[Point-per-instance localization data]

::::::::::

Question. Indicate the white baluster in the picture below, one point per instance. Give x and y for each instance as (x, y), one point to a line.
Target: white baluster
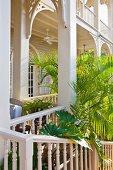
(40, 122)
(85, 157)
(6, 155)
(89, 159)
(47, 120)
(32, 127)
(23, 126)
(81, 158)
(53, 118)
(71, 156)
(49, 157)
(14, 162)
(57, 157)
(76, 156)
(65, 156)
(39, 156)
(13, 128)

::::::::::

Could you retype every record exactly, leaving the pictures out?

▶ _Response to the exercise_
Question. Indicate the white baluster in the picture below, one point per instance. Give x and y for each instance as (x, y), one point to a line.
Target: white baluster
(40, 122)
(85, 157)
(6, 155)
(89, 159)
(47, 120)
(32, 127)
(23, 126)
(81, 158)
(53, 118)
(71, 156)
(49, 157)
(14, 162)
(57, 157)
(76, 156)
(65, 156)
(39, 156)
(13, 128)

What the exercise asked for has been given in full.